Dataset items
---
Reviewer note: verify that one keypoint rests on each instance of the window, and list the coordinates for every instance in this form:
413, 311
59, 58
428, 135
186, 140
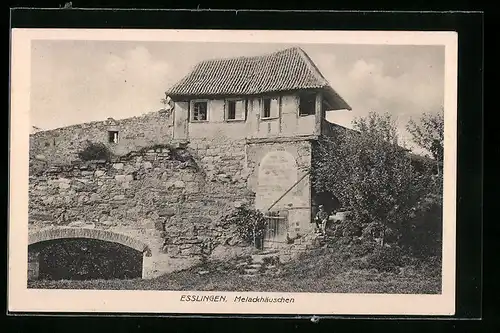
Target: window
---
PROBLEM TO WORK ON ▸ All entries must be written out again exactly as given, with no pictures in the copy.

SOLUTION FOR THIS EXERCISE ▸
Reviewer note: verify that one keypoint rests on each instance of the window, and list the coordinates for every instance in this form:
413, 311
59, 58
428, 135
186, 140
Target: window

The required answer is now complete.